• _TEXT SHOWN_
-*-

Eva Achoch Olala
My name is Eva Achoch Olala, a proud daughter of my parents and the seventh born in a family of four boys and five girls. I live in a beautiful country in East Africa called Kenya. I was born a healthy and heavy baby girl 28 years ago. Two weeks later, my mother noticed my feet were abnormally facing each other, and I had to be taken to the Kenyatta National Hospital in Nairobi, Kenya for further examination. The report wasn’t that bad, though my legs had to be plastered for six months to make them straight. I still don’t know if that had anything to do with my condition now.
When I was in third grade at the age of eight, I started feeling weak. Although it wasn’t showing much, I had a problem relaxing my muscles. I remember I could stand still, but my body wouldn’t relax. My parents took me to the Aga Khan Hospital in Nairobi and after, the doctor said I could not go back home so I was admitted. It was a difficult moment for my parents and me because we were not prepared for the aftermath. The following day the doctor came for routine checkups and after the injections, I was given a pen and paper to write on. The doctor told me to write my name and I managed to scribble something down that obviously wasn’t my name. I was not sick according to me, because my body wasn’t in any pain, and I kept on wondering why I couldn’t write my own name. It’s not that I didn’t know how to write. My fingers just refused to respond and the nurses were not helping either; they kept on saying the disease does not affect people from our region and the news kept shocking us the more.
After a month, when the shaking stopped and my muscles were more relaxed and I could write my name and anything the doctor told me to write down, I was discharged from hospital. After that, I used to go every month for injections. It was a painful experience, but I thank God that after two years, the doctor said I was okay, meaning no more injections. I started feeling weak again at the age of 12, but there was no cause of alarm yet. The weakness finally manifested when I finished primary school. My legs just couldn’t move as fast as I wanted and anything, including a missed step or a simple push, could make me fall.
This condition started as a joke. I remember my sisters and I joked about it, cause for them, they thought it was my way of escaping house chores. I still thank God for them because when we all saw it was something serious and the progression much faster, they have been by my side, and ever since I have always felt protected and loved.

-*-

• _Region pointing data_

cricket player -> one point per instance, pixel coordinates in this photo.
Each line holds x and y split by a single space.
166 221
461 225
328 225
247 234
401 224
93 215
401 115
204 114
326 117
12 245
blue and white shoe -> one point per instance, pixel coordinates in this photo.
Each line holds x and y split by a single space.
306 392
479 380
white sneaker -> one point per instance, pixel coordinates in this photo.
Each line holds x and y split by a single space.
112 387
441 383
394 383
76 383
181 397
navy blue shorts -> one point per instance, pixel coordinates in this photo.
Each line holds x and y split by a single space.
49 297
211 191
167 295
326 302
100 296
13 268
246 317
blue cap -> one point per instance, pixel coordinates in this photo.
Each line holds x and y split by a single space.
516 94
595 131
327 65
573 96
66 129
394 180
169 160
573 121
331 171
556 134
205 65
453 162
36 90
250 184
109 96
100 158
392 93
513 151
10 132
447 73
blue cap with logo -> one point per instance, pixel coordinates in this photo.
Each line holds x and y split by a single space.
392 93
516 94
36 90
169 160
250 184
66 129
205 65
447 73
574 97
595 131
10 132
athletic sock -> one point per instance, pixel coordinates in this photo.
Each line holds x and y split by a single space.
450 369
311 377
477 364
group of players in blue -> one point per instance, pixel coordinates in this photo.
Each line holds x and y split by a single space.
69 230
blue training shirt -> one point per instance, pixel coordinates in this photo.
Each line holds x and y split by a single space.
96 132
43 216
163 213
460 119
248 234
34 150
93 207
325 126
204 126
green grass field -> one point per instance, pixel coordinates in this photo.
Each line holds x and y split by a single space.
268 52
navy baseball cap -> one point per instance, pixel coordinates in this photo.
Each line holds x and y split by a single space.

-*-

• _PROBLEM TO WORK ON_
In Eva Achoch Olala's account, how long did her legs have to be plastered to straighten them? These lines have nothing to do with the text.

• _THE ANSWER_
Six months.